Instructions for the task
Output the data below in full, byte for byte. Nothing may differ.

Stored data entries
BEGIN

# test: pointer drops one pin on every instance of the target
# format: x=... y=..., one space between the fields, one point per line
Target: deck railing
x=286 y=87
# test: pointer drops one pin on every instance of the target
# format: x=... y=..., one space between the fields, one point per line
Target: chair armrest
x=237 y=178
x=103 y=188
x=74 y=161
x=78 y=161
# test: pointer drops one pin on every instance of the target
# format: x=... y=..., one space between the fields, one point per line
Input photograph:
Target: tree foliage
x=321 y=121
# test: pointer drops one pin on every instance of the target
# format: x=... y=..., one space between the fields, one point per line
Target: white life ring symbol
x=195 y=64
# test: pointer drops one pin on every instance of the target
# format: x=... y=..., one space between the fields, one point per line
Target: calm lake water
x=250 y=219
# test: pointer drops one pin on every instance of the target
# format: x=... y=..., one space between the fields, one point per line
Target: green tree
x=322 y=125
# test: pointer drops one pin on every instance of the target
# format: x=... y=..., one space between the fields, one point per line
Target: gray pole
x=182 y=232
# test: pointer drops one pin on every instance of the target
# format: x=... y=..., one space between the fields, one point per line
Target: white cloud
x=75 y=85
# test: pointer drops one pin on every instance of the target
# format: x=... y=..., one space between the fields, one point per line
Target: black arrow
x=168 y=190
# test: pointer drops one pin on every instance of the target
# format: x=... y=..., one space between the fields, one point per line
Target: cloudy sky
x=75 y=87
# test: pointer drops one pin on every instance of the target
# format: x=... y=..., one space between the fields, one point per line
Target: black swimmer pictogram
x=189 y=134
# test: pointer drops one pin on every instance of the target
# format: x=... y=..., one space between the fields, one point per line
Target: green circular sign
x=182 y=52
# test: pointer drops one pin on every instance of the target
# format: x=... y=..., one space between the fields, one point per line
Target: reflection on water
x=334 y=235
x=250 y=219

END

Exercise result
# test: pointer drops one pin on every instance of the target
# format: x=... y=..., one space between the fields, one point per line
Target: deck railing
x=286 y=87
# test: pointer drops one pin on every instance of the target
# format: x=... y=..., one space between the fields, one point per line
Target: chair armrest
x=237 y=178
x=103 y=188
x=74 y=161
x=78 y=161
# test: pointer drops one pin on every instance of the target
# format: x=... y=..., one space between the fields, one point per line
Input photograph:
Target: tree foliage
x=321 y=121
# test: pointer drops one pin on every instance of the target
# format: x=... y=..., one space between the fields, one point per line
Target: white life ring symbol
x=195 y=64
# test: pointer drops one pin on every instance of the target
# format: x=... y=..., one space between the fields, one point per line
Target: calm lake water
x=250 y=219
# test: pointer drops one pin on every instance of the target
# format: x=... y=..., one space between the fields, one point per line
Target: green tree
x=322 y=125
# test: pointer drops one pin on every instance of the target
# format: x=... y=..., one space between the fields, one point per line
Target: gray pole
x=182 y=232
# test: pointer drops one pin on every instance of the target
# format: x=... y=..., one space between the fields, one point per line
Target: white cloud
x=75 y=85
# test: pointer drops one pin on every instance of the target
# format: x=... y=..., one space between the fields, one point per line
Target: black arrow
x=168 y=190
# test: pointer drops one pin on every instance of the target
# format: x=... y=..., one space between the fields, one point per line
Target: cloudy sky
x=75 y=87
# test: pointer drops one pin on every instance of the target
# format: x=... y=..., one space between the fields, one point per line
Target: black swimmer pictogram
x=189 y=134
# test: pointer drops one pin on every instance of the target
# format: x=... y=..., one space between the fields, one point per line
Target: green circular sign
x=182 y=52
# test: pointer drops one pin on every instance of the target
# format: x=... y=..., one space between the fields, one point per line
Target: reflection on water
x=334 y=235
x=250 y=219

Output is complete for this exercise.